## Task goal
When you transcribe the lines below, keep every word the same and leave the pictures behind.

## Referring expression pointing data
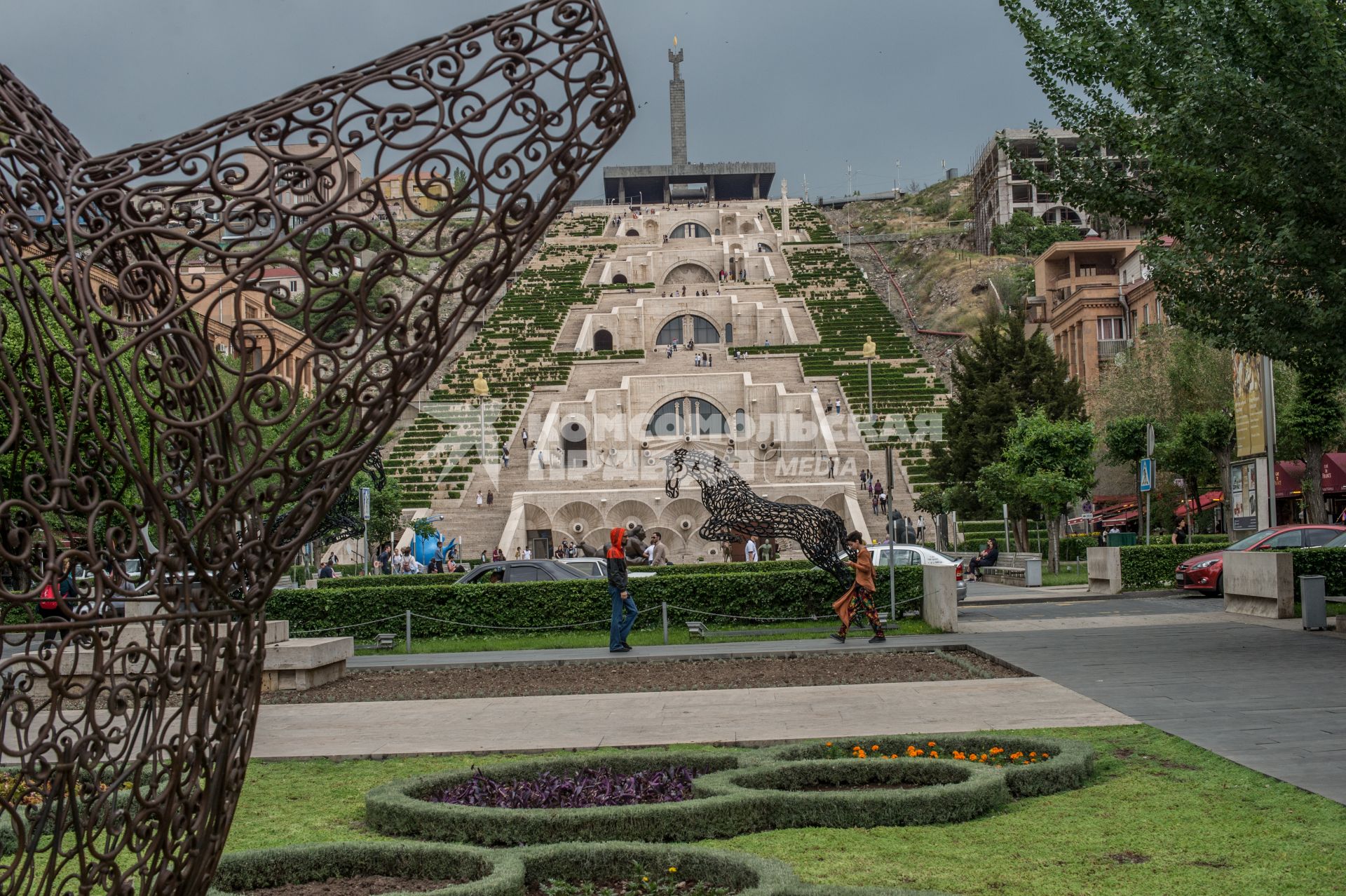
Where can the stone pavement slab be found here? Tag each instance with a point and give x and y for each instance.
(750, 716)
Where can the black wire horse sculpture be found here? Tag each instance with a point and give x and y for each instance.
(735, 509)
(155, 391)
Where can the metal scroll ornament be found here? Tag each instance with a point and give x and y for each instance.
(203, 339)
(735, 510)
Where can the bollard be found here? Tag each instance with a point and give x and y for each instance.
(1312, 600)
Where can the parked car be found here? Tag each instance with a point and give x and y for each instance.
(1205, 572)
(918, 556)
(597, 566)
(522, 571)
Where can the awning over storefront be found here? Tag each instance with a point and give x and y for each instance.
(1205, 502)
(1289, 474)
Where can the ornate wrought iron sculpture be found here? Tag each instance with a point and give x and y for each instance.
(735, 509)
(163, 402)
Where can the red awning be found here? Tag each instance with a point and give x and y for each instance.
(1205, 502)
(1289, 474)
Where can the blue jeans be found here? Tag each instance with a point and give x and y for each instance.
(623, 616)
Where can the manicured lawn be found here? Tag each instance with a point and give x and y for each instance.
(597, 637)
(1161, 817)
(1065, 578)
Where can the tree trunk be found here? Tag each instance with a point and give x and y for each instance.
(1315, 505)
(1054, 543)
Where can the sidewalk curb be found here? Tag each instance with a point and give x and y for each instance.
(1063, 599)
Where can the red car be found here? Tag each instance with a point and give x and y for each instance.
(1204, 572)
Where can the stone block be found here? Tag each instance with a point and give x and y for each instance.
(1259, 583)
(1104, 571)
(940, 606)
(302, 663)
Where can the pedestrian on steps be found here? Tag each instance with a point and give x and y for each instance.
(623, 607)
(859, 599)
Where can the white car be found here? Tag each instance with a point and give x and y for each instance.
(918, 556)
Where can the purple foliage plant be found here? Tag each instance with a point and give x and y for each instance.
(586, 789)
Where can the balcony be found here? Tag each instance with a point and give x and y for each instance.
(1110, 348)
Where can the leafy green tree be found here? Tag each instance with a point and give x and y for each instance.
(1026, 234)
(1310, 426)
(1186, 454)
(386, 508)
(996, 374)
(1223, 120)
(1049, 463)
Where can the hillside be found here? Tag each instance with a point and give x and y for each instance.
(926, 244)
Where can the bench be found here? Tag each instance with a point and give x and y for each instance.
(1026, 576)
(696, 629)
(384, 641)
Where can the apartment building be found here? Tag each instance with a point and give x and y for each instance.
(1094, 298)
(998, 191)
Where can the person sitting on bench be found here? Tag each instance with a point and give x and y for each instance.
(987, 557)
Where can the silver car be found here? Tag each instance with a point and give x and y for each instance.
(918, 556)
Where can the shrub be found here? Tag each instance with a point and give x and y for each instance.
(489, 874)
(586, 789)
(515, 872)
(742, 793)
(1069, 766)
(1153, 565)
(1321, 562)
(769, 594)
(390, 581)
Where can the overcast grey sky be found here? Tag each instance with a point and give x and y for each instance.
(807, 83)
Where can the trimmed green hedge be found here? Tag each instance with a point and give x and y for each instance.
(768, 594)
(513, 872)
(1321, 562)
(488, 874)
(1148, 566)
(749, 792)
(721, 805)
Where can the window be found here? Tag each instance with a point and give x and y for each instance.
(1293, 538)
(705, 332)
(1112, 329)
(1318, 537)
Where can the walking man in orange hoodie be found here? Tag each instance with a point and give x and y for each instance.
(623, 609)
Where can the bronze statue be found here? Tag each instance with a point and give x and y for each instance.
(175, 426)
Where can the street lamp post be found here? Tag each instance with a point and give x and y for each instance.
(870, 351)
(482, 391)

## Result
Where can the stone pavement slab be found here? Tag each instance with a point and give x and y for each instance.
(750, 716)
Where can the black wire horse sculpture be found here? Tag each instance with a point and give x and y for each instance.
(735, 509)
(155, 391)
Where can the metal scroll ornament be found here? Tag each instance with a point and give x and y for each instance.
(203, 339)
(735, 510)
Where can the bollard be found here? Tag each instance with a point and give x and y for each instance.
(1312, 600)
Where can the parked car be found here? Tag each instance with a point and give x and y for each instance.
(1205, 572)
(918, 556)
(597, 566)
(522, 571)
Where can the awning over storefront be found here? Tag each instance with a point and give x and y for each instance.
(1205, 502)
(1289, 474)
Where can the ornate wrought iron sculpture be found here? Tag each instance with a point and give x and y for each instance.
(735, 509)
(163, 402)
Where can the red awning be found here? Tag each instance with a point and give x and y for each instance.
(1205, 502)
(1289, 474)
Where can the blue jeans be found here? Tag each instance with a point and give x and y for each instance.
(623, 616)
Where can the manicured lawn be found here? Tag each instance with a point and give x and y for each instance.
(597, 637)
(1161, 817)
(1065, 578)
Where can the tree trunk be found here? Tag each instance with a point and give x and y for each instance.
(1315, 505)
(1054, 543)
Where can the sidewalk curb be found here? Tag each instance with a point and give x and y for each instance.
(1063, 599)
Where can the red car be found here? Tag each instance with a point and give x and y for each instance.
(1204, 572)
Where can the stone block be found here? Tag each instance with a point and give x and y for each instance.
(1259, 583)
(1104, 571)
(940, 606)
(302, 663)
Where can the pedestrian on steps be found here? Tag each instance with a point and give x and y for each instance.
(623, 607)
(859, 599)
Where can the white car be found here? Tag each instance with a point and give x and y for each instance.
(918, 556)
Where can the purple foliage plant be found here? Tag each instance with a point and give x and y for each instance.
(586, 789)
Where can the balcony be found here? Tag each instance with a point and give x and y for each instance.
(1110, 348)
Where can the leafy green tree be found here? Tag each instance with a point and give x and y for each instance.
(1026, 234)
(1310, 426)
(1186, 454)
(386, 508)
(996, 374)
(1223, 120)
(1049, 463)
Where can the hillside be found here? Tag each instance with a point and give x and y for each instance.
(926, 244)
Where can the bench be found here? Tag each instance with a point and give x and y for each instance.
(1026, 576)
(696, 629)
(384, 641)
Where can the apartment building be found here? Tag each instance with a point and give x and y for each instance.
(1094, 298)
(998, 191)
Where can the person sitting on bench be found here? Tag each instance with a point and give x and y for each instance.
(987, 557)
Where can the silver car be found here? Tag each instance with a point and give x and y for each instance.
(918, 556)
Where can the shrub be found here? Tag each instance with a point and give x and y for each instance.
(489, 874)
(586, 789)
(515, 872)
(742, 793)
(1069, 766)
(1153, 565)
(1321, 562)
(769, 594)
(390, 581)
Where can the overcast grey sky be found here? Tag each instance with a point and give x and y for each instance.
(807, 83)
Where can the trimmed green hedge be found here? Tag each instance with a point and give x and y for each instance.
(768, 594)
(513, 872)
(1321, 562)
(488, 874)
(1148, 566)
(749, 792)
(721, 805)
Where can the window be found here? Tag each instance with a point and give x and y for each instance.
(1293, 538)
(705, 332)
(1112, 329)
(1318, 537)
Where can the walking man in orange hoodie be found here? Tag each instance with a point and give x and y for each instance.
(623, 609)
Where can the bronze statue be found here? Tag each instance with a point and give x and y for each instance.
(175, 426)
Where can the street lamp post be found here? Tag each instance with a point and give x and y for each instance.
(870, 351)
(482, 391)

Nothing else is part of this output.